Stored data:
......
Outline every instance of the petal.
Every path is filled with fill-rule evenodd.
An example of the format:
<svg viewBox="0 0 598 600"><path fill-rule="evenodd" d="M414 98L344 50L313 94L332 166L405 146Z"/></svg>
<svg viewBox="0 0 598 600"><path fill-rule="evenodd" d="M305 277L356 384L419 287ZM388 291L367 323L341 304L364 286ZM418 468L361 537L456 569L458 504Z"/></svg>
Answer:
......
■ TASK DIRECTIONS ■
Retype the records above without changing a single word.

■ WRITTEN SOLUTION ■
Outline every instance of the petal.
Every path is filled with fill-rule evenodd.
An example of the format:
<svg viewBox="0 0 598 600"><path fill-rule="evenodd" d="M414 98L344 50L313 94L332 166L405 146Z"/></svg>
<svg viewBox="0 0 598 600"><path fill-rule="evenodd" d="M305 277L356 384L419 287ZM388 291L367 323L341 304L364 286ZM418 468L361 537L456 569L458 504Z"/></svg>
Answer:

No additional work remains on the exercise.